The following data needs to be repeated exactly, with all images excluded.

▼▼▼

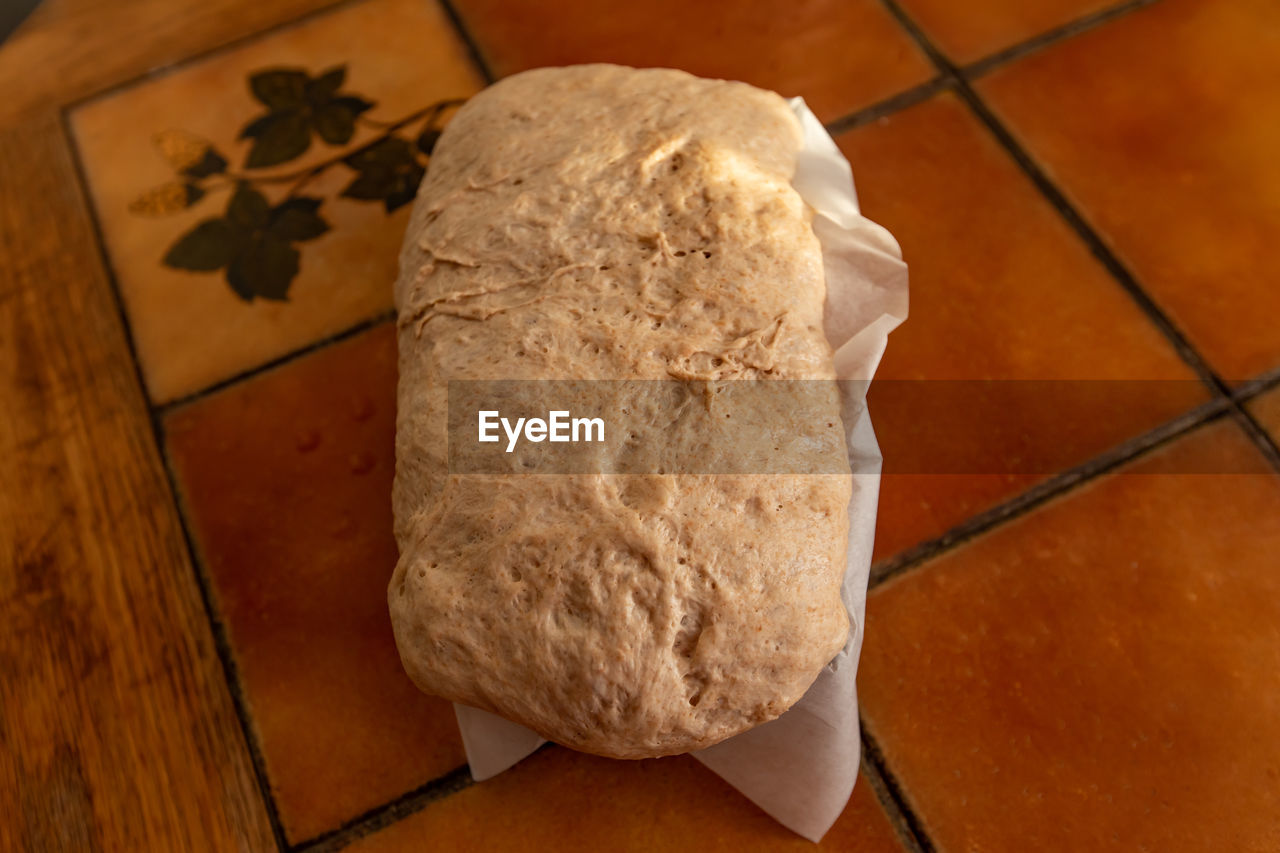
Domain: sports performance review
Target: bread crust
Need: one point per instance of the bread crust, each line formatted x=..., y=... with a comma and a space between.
x=608, y=223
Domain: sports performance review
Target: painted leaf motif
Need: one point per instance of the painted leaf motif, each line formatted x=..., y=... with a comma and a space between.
x=265, y=268
x=327, y=85
x=279, y=89
x=179, y=149
x=388, y=172
x=297, y=219
x=248, y=208
x=334, y=123
x=167, y=199
x=210, y=245
x=211, y=163
x=278, y=137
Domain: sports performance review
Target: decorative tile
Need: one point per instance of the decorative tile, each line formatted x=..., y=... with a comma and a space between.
x=1100, y=674
x=558, y=799
x=1001, y=290
x=254, y=201
x=286, y=482
x=967, y=32
x=1164, y=128
x=839, y=54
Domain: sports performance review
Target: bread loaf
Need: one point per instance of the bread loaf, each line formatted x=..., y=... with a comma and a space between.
x=607, y=223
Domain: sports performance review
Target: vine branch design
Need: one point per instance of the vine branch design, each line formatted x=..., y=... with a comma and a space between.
x=254, y=242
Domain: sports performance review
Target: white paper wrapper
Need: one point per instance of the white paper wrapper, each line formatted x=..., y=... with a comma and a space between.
x=800, y=767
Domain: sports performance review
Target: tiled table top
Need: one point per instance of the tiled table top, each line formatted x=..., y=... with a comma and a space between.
x=1078, y=651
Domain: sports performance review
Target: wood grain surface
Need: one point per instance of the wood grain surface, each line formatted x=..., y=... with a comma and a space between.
x=117, y=730
x=72, y=49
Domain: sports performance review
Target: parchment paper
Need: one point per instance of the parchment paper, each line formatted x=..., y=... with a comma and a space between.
x=800, y=767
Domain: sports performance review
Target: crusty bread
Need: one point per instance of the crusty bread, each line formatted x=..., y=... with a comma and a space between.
x=607, y=223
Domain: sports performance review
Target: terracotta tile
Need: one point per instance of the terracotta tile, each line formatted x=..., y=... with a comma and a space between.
x=1266, y=409
x=1162, y=127
x=1100, y=674
x=839, y=54
x=1001, y=290
x=286, y=482
x=967, y=32
x=191, y=328
x=566, y=801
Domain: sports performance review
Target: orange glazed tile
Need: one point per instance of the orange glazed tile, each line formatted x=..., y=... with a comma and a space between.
x=1001, y=290
x=286, y=482
x=1100, y=674
x=967, y=32
x=1164, y=128
x=560, y=799
x=839, y=54
x=1266, y=409
x=216, y=281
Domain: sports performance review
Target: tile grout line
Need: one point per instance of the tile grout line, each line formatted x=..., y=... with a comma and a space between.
x=887, y=106
x=1084, y=231
x=910, y=826
x=206, y=53
x=1038, y=41
x=1048, y=489
x=471, y=45
x=215, y=626
x=278, y=361
x=952, y=78
x=874, y=776
x=379, y=817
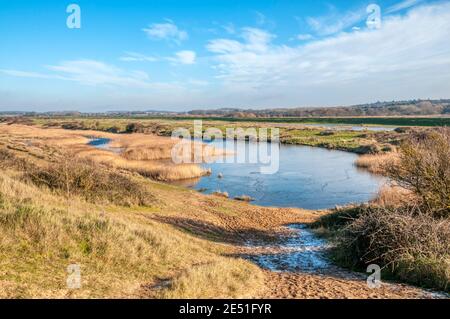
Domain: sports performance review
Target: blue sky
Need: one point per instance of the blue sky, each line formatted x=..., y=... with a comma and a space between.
x=185, y=54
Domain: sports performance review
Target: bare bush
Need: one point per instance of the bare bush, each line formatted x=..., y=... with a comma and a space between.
x=424, y=168
x=406, y=242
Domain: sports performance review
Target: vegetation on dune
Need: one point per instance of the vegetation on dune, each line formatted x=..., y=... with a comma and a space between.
x=57, y=210
x=362, y=142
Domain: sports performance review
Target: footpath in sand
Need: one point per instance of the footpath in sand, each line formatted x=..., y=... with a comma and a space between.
x=297, y=267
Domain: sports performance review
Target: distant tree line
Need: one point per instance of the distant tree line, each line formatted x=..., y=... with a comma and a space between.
x=394, y=108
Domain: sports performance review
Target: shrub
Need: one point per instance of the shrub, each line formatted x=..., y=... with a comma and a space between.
x=406, y=242
x=424, y=168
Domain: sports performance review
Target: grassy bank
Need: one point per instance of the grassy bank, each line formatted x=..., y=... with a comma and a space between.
x=143, y=243
x=361, y=142
x=406, y=230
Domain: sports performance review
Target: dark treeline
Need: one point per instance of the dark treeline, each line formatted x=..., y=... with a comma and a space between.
x=399, y=108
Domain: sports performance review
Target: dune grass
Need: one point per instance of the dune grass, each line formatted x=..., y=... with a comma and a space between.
x=148, y=246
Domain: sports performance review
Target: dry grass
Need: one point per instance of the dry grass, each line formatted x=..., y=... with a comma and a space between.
x=376, y=163
x=123, y=251
x=140, y=152
x=394, y=196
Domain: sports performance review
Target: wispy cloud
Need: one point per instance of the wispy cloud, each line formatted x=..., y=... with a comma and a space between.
x=94, y=73
x=184, y=57
x=166, y=31
x=410, y=52
x=402, y=5
x=335, y=22
x=304, y=37
x=137, y=57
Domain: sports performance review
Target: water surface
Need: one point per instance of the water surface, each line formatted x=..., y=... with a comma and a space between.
x=308, y=177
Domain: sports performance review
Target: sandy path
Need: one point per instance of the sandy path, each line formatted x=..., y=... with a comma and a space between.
x=335, y=286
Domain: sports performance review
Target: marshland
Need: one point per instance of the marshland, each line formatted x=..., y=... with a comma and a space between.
x=104, y=194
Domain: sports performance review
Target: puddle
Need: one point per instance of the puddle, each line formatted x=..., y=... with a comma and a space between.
x=302, y=251
x=103, y=144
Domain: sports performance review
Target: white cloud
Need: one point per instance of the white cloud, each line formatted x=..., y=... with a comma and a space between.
x=304, y=37
x=335, y=22
x=402, y=5
x=26, y=74
x=229, y=28
x=137, y=57
x=409, y=55
x=94, y=73
x=166, y=31
x=255, y=40
x=184, y=57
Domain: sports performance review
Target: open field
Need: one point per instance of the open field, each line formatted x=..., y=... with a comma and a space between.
x=361, y=142
x=149, y=246
x=389, y=121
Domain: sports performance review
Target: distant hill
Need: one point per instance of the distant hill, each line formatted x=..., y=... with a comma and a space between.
x=394, y=108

▲▲▲

- **Reply to the exercise**:
Domain: sports performance review
Target: bread crust
Need: one point per instance of the bread crust, each line formatted x=..., y=... with a comma and a space between.
x=608, y=223
Domain: sports performance review
Target: painted leaf motif
Need: one point per instance of the painted leaf motif, each line formatted x=..., y=... with a comma and a space between.
x=265, y=268
x=327, y=85
x=279, y=89
x=179, y=149
x=388, y=172
x=297, y=219
x=248, y=208
x=334, y=123
x=167, y=199
x=210, y=245
x=211, y=163
x=278, y=137
Domain: sports performance review
Target: decorative tile
Need: one point per instance of the decorative tile, each line formatted x=..., y=... with a comma and a space between.
x=1100, y=674
x=558, y=799
x=1001, y=290
x=254, y=201
x=286, y=482
x=967, y=32
x=1164, y=128
x=839, y=54
Domain: sports performance review
Target: bread loaf
Need: one point per instance of the bread loaf, each line formatted x=..., y=... with a comma and a space between.
x=607, y=223
Domain: sports performance review
Target: vine branch design
Need: one point per instance of the vine branch design, each line formatted x=..., y=... with a comma and a space between.
x=254, y=242
Domain: sports performance review
Target: white paper wrapper
Need: one point per instance of the white paper wrapper, each line formatted x=..., y=... with a comma and a space between.
x=800, y=767
Domain: sports performance review
Target: tiled table top
Need: one point per instance of the tiled table top, each line formatted x=..., y=... with a comma and a space between.
x=1078, y=651
Domain: sports performance review
Target: wood grain surface
Need: one point per instance of the wood grain surface, each line formatted x=..., y=... with a comma and a space between.
x=117, y=730
x=72, y=49
Domain: sports performance review
Target: parchment paper
Need: one point per instance of the parchment paper, each line formatted x=..., y=... with a comma and a space between.
x=800, y=767
Domain: sports performance review
Target: crusty bread
Need: one point per instance of the crusty bread, each line formatted x=..., y=... with a comma and a space between.
x=607, y=223
Domain: sports performance review
Target: terracotta tile
Need: one point per instance of the terracotta tile, each line formatted x=..., y=... with a comma and a space between.
x=1266, y=409
x=1162, y=127
x=1100, y=674
x=839, y=54
x=1001, y=290
x=286, y=482
x=967, y=32
x=191, y=328
x=566, y=801
Domain: sports performance review
Target: orange glazed tile
Need: one point per instance of the orange glazed tile, each line formatted x=..., y=... with a comma and a space between.
x=1001, y=290
x=286, y=482
x=1100, y=674
x=967, y=32
x=1164, y=128
x=560, y=799
x=839, y=54
x=1266, y=409
x=216, y=281
Domain: sports performance review
Target: tile grout line
Need: one point per instance of the tile grout line, each line formatted x=..., y=... with a comma and a space between.
x=887, y=106
x=1084, y=231
x=910, y=826
x=206, y=53
x=1038, y=41
x=1048, y=489
x=471, y=45
x=215, y=626
x=278, y=361
x=952, y=78
x=874, y=776
x=379, y=817
Domain: sports performance review
Target: blue sky
Need: one point per instance of the blue sky, each line formatted x=..., y=... with a comma and a space between.
x=185, y=54
Domain: sports performance review
Target: bare bush
Need: one point per instance of the bare bush, each line formatted x=..., y=... with a comma and a space between.
x=424, y=168
x=406, y=242
Domain: sports performance review
Target: vegetation on dune
Need: one point per instance of the vegetation on dune, each line formatted x=..., y=... with a comma and a space between.
x=57, y=210
x=362, y=142
Domain: sports performance review
Target: footpath in sand
Need: one point per instance of the footpath in sand, each line formatted x=..., y=... with a comma and a space between.
x=297, y=267
Domain: sports performance review
Target: distant tree line
Need: one point per instance of the distant tree line, each line formatted x=..., y=... with a comma and a space between.
x=394, y=108
Domain: sports performance review
Target: shrub
Need: one point per instance of the shrub, each line formatted x=..., y=... with a comma and a space between.
x=406, y=242
x=424, y=168
Domain: sports performance review
Target: grassy bank
Need: one point per instance of the grassy bank, each line formatted x=..., y=... with a comma and a space between.
x=143, y=243
x=361, y=142
x=406, y=230
Domain: sports performance review
Target: dark treeline
Need: one point per instance of the dark treeline, each line formatted x=..., y=... with a comma and a space between.
x=399, y=108
Domain: sports performance review
Target: dune grass
Need: one point per instance of the dune grass, each line formatted x=..., y=... with a comma and a space between.
x=148, y=246
Domain: sports performance review
Target: dry grass
Need: one point per instance of the dry grass, each line formatted x=..., y=... with a comma and a space between.
x=376, y=163
x=123, y=251
x=140, y=152
x=394, y=196
Domain: sports performance review
Target: wispy cloud
Need: one point per instance of the wispy cloud, each line formatted x=..., y=... with a comma and a space between.
x=94, y=73
x=184, y=57
x=166, y=31
x=410, y=52
x=402, y=5
x=335, y=22
x=304, y=37
x=137, y=57
Domain: sports performance review
Target: water surface
Need: one point per instance of the water surface, each line formatted x=..., y=... with a comma and a space between.
x=308, y=177
Domain: sports performance review
Target: sandy path
Need: one point per instance of the sandy path, each line formatted x=..., y=... with a comma and a space between.
x=335, y=286
Domain: sports performance review
Target: marshland
Need: one point per instance of the marshland, each line formatted x=..., y=... with a comma and a space between.
x=104, y=194
Domain: sports performance review
Target: puddle
Need: one point per instance of the puddle, each line formatted x=..., y=... with a comma and a space between.
x=302, y=251
x=103, y=144
Domain: sports performance review
Target: white cloud
Need: one point per instance of the white cloud, each line formatted x=..., y=... with a comma and a space between.
x=304, y=37
x=335, y=22
x=402, y=5
x=26, y=74
x=229, y=28
x=137, y=57
x=409, y=55
x=94, y=73
x=166, y=31
x=255, y=40
x=184, y=57
Domain: sports performance review
Target: open field
Need: one point per instance of the open field, each line formatted x=..., y=... with a comma and a space between.
x=361, y=142
x=149, y=246
x=389, y=121
Domain: sports performance review
Target: distant hill
Need: one point per instance of the distant hill, each line formatted x=..., y=... with a comma and a space between.
x=394, y=108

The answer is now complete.